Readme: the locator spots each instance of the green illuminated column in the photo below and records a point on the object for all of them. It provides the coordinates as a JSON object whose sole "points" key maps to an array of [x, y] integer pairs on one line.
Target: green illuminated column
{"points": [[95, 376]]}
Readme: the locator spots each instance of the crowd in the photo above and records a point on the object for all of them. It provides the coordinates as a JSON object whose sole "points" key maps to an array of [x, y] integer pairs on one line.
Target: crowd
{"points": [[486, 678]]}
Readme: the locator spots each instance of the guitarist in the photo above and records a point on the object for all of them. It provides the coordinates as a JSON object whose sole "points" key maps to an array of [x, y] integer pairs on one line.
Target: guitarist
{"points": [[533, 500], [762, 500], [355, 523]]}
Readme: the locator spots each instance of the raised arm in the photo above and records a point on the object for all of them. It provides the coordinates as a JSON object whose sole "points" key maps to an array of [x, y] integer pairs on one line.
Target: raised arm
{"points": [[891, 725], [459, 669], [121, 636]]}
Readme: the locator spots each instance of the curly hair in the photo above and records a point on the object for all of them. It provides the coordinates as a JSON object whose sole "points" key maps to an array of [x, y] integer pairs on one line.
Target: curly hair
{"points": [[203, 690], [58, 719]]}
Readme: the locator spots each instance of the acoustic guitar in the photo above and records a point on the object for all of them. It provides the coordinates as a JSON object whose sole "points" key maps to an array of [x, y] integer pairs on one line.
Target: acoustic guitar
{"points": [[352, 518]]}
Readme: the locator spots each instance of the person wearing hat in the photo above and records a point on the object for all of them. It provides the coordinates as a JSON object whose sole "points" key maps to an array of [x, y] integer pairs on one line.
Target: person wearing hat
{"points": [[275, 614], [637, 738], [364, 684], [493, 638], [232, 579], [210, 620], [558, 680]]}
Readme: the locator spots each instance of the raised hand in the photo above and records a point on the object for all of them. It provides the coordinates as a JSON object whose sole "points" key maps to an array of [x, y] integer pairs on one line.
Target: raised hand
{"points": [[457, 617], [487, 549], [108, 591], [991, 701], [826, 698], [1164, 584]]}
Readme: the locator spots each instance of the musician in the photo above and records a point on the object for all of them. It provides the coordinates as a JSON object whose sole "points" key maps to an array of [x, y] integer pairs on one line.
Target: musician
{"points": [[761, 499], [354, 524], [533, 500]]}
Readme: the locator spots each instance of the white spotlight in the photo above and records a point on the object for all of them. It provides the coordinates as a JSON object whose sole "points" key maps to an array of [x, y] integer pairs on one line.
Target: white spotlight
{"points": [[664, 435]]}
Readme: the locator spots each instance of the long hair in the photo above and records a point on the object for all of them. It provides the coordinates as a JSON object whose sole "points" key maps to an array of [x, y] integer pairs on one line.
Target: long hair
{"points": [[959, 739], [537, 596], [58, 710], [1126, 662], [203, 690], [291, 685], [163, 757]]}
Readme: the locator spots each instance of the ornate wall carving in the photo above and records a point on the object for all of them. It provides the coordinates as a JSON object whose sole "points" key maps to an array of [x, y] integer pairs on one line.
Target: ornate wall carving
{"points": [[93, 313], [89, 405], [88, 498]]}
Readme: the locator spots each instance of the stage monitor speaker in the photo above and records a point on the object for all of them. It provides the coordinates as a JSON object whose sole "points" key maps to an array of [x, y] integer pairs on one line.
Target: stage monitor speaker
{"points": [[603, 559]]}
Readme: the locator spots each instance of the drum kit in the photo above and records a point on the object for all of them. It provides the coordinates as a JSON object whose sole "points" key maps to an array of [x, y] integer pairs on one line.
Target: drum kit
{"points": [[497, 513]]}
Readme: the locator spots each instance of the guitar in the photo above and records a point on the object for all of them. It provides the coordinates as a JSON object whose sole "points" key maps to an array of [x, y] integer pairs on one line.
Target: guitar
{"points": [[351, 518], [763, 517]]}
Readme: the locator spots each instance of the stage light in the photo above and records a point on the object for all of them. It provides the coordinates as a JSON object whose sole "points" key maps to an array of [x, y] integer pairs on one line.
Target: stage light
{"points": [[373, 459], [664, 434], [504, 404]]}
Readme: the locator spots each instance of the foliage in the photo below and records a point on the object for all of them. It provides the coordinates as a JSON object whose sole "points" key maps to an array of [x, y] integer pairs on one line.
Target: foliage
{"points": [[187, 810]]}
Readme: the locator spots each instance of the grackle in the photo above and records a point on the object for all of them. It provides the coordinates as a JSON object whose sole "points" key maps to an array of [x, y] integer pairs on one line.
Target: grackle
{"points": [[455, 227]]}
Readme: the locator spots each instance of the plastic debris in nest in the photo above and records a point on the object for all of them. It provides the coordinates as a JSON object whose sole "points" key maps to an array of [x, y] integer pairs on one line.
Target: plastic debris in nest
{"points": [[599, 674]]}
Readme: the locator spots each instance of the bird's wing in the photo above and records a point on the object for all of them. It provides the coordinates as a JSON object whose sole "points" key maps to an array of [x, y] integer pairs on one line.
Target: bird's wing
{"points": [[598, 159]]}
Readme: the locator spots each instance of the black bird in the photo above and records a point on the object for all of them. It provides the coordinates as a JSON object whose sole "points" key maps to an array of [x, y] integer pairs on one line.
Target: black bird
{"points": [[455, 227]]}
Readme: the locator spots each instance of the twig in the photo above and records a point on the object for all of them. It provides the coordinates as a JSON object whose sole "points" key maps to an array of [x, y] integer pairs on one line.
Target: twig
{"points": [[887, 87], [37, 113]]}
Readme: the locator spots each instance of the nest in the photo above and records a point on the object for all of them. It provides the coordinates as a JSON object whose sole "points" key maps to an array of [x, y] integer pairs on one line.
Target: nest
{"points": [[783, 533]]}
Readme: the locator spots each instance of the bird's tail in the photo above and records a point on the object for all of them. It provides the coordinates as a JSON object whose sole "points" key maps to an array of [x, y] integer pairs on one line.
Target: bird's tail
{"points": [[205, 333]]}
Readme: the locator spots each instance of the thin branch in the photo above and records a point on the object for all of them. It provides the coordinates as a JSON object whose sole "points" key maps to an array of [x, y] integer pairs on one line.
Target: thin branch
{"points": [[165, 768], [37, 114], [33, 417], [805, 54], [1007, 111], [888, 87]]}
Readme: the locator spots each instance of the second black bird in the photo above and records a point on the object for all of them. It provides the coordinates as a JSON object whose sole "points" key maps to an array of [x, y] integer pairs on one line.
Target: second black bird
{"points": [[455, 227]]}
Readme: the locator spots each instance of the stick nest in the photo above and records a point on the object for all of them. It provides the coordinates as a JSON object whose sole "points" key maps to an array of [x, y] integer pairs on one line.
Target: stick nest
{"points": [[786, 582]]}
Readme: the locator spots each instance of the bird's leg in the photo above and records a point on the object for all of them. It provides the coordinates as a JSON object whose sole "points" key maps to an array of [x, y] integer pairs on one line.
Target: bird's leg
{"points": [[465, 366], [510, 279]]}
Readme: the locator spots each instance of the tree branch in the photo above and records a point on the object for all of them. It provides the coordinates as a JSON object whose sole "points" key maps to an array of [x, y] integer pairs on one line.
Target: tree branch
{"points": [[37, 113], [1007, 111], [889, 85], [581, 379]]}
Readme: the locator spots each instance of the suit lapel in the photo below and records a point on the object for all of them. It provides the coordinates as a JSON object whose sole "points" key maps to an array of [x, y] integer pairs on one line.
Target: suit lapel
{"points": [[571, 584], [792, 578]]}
※
• **YOUR TASK**:
In the records above, find the lines containing "below" and copy them.

• **WRITTEN RESPONSE**:
Readme: the locator spots each instance of the green illuminated column in the photo below and records a point on the object for all of them. It provides the coordinates as a JSON object whose sole "points" key maps to an array of [x, y] integer pairs on one line.
Readme: the locator spots each instance of the foliage in the photo below and records a point on the object for all of them. It provides the coordinates as a JSON object whose sole "points" key maps to an array of [x, y] integer pairs on one line.
Readme: the locator spots each instance of the suit lapel in the photo below and records a point on the object for all of them. It provides the coordinates as a JSON object whose sole "points" key maps to an array of [x, y] integer pairs on one line.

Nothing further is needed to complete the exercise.